Labeled-object pointing entries =>
★ ★ ★ ★ ★

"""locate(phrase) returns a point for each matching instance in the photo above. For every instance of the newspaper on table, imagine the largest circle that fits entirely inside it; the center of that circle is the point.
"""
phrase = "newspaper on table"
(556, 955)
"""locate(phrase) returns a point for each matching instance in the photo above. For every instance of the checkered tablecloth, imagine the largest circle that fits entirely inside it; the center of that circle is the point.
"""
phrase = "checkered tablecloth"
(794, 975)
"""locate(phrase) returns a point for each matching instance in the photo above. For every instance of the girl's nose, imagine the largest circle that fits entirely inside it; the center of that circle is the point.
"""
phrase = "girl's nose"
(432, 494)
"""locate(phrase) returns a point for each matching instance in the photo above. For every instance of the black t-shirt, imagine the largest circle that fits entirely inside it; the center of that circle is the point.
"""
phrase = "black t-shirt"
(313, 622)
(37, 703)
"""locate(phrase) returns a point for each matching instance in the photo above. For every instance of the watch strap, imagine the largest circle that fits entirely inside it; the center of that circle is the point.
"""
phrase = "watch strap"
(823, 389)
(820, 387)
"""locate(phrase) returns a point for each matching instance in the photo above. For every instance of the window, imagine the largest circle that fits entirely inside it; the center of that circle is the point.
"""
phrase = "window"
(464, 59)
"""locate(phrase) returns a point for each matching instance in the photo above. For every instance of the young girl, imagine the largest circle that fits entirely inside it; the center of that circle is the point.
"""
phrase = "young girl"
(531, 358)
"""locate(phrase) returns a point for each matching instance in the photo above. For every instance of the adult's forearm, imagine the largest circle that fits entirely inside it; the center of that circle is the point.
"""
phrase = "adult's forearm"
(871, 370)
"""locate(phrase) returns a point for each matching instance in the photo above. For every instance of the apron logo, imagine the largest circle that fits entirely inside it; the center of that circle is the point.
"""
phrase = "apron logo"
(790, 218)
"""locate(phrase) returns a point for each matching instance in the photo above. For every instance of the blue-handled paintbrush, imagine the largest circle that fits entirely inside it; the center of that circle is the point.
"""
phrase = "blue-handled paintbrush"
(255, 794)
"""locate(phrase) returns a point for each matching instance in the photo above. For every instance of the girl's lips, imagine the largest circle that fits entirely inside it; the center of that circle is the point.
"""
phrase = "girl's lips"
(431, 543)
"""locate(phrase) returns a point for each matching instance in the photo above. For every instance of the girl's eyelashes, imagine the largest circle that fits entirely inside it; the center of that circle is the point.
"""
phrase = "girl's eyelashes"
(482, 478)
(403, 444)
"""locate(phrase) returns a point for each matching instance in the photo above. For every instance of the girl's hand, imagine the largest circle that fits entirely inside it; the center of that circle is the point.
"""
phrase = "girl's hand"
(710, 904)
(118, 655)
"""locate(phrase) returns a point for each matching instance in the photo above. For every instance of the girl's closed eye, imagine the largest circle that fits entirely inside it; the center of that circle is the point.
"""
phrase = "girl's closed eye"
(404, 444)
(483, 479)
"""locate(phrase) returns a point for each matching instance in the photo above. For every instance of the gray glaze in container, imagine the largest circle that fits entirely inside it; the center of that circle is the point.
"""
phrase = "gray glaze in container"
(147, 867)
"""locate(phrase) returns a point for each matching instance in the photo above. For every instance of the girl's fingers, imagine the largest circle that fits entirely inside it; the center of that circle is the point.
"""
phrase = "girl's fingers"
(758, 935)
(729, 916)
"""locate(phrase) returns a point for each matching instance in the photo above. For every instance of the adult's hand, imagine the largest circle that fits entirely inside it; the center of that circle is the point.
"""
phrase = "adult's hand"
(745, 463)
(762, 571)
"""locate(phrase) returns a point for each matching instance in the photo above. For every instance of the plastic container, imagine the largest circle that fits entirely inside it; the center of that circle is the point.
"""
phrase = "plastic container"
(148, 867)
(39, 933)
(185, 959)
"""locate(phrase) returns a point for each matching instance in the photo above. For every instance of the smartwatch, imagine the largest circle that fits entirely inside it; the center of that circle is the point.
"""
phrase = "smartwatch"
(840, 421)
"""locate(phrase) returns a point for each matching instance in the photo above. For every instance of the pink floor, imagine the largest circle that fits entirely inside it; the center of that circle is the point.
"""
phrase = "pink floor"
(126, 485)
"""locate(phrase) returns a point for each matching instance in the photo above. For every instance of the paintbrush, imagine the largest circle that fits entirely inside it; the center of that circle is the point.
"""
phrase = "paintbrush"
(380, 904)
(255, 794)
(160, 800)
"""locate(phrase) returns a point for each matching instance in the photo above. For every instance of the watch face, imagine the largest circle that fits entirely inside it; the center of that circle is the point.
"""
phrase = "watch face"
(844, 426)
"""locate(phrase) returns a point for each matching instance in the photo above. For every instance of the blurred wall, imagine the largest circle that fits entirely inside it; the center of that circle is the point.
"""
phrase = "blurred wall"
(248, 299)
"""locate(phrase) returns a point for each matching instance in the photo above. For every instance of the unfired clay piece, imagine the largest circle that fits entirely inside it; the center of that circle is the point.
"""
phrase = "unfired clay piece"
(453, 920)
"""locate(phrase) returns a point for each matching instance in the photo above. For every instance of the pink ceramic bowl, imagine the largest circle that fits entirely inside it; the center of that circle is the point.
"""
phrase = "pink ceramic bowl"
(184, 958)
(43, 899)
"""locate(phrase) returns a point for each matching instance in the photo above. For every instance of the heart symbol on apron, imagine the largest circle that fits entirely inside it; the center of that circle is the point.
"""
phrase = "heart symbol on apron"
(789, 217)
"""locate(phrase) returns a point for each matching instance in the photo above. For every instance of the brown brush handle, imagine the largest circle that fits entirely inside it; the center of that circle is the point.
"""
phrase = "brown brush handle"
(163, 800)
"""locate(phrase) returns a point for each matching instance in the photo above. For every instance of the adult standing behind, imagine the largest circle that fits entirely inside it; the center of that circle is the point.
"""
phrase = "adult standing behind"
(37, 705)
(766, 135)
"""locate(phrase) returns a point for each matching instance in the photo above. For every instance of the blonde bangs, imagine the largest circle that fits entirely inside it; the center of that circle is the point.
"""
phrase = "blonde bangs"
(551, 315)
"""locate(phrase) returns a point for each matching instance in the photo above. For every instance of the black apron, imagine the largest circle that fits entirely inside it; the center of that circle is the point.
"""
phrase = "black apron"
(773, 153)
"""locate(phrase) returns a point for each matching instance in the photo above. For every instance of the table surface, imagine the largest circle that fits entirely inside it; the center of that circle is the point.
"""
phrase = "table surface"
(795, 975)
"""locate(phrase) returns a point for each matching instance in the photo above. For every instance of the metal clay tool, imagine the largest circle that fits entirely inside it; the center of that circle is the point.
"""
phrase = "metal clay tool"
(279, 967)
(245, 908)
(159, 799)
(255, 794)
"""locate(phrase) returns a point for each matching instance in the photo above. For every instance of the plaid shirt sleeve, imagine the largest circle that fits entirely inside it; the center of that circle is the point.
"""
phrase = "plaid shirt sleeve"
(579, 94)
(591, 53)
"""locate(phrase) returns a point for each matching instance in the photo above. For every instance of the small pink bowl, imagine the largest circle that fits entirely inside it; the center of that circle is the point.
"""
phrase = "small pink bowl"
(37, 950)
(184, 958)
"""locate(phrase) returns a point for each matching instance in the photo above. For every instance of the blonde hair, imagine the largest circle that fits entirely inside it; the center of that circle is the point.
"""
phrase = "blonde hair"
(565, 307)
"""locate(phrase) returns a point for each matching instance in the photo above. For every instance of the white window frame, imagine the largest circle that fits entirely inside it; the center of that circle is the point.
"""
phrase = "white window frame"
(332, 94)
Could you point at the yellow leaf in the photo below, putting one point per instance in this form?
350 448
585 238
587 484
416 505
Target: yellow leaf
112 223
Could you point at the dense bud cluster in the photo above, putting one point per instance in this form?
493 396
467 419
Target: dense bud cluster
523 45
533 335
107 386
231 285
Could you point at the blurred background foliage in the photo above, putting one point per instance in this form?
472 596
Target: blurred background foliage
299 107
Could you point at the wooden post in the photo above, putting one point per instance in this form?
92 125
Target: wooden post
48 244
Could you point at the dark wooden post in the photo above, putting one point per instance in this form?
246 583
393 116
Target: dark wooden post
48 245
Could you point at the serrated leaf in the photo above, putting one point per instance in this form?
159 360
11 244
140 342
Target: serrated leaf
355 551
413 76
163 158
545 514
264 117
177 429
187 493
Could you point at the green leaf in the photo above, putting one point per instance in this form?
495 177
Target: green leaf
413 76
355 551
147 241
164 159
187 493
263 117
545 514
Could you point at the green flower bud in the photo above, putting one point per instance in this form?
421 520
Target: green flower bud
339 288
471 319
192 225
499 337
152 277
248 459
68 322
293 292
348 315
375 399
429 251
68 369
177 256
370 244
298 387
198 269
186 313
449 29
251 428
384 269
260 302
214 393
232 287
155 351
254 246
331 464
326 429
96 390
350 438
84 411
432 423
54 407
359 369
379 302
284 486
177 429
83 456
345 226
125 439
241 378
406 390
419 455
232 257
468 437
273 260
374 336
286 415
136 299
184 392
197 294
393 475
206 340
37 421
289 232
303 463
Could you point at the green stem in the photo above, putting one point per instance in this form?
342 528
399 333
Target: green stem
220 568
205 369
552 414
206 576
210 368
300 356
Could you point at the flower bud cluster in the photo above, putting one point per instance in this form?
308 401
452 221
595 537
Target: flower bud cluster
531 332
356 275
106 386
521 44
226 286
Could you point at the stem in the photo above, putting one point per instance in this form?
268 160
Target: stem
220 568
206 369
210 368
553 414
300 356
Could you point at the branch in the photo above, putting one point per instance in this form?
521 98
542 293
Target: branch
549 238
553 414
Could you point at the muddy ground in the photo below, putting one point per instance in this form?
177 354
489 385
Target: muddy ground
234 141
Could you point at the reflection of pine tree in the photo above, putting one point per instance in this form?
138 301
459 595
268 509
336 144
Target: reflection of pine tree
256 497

★ ★ ★ ★ ★

Task statement =>
Reproduce the lines of the entries above exactly, but only from the line containing "Could you point at the green leaf" through the final line.

Full response =>
Could you point at the green leaf in the photo above, putting one point per instance in this form?
495 177
Target: green leaf
413 76
355 551
147 241
164 159
187 493
263 117
545 514
Could you point at the green flower bud in the photo above, putting one point per instance in this form?
421 520
Target: green flower bud
339 288
471 319
192 225
499 337
152 277
248 459
68 322
293 292
348 315
375 399
429 251
68 369
177 256
370 244
298 387
198 269
186 313
449 29
251 428
384 269
260 302
214 393
232 287
155 351
254 246
331 464
326 429
96 390
350 438
84 411
432 423
54 407
359 369
379 302
284 486
177 429
83 456
345 226
125 439
241 378
406 390
419 455
232 257
468 437
273 260
374 336
286 415
136 299
184 392
197 294
393 475
206 340
37 421
289 232
303 463
Could you point at the green stem in the photo above, putting one point per instance in this form?
342 528
399 333
Target: green stem
220 568
205 369
552 414
206 576
210 368
300 356
Could you point at the flower bud cluster in the photo above, putting one point per instance in this form?
308 401
452 221
595 537
Target: flower bud cluster
531 332
356 275
106 386
521 44
226 286
Could you point at the stem in the photo above, putting one point per instance in this form?
268 160
Target: stem
220 568
206 369
210 368
553 414
300 356
Could you point at the branch in the photo above, putting one point per instance in this form?
521 98
542 293
Target: branch
549 238
553 414
Could you point at the muddy ground in the photo below, putting one point per instance in this form?
177 354
489 385
Target: muddy ground
234 141
Could you point at the reflection of pine tree in the photo above, putting one point per instance in this form?
138 301
459 595
268 509
336 144
Target: reflection of pine tree
256 497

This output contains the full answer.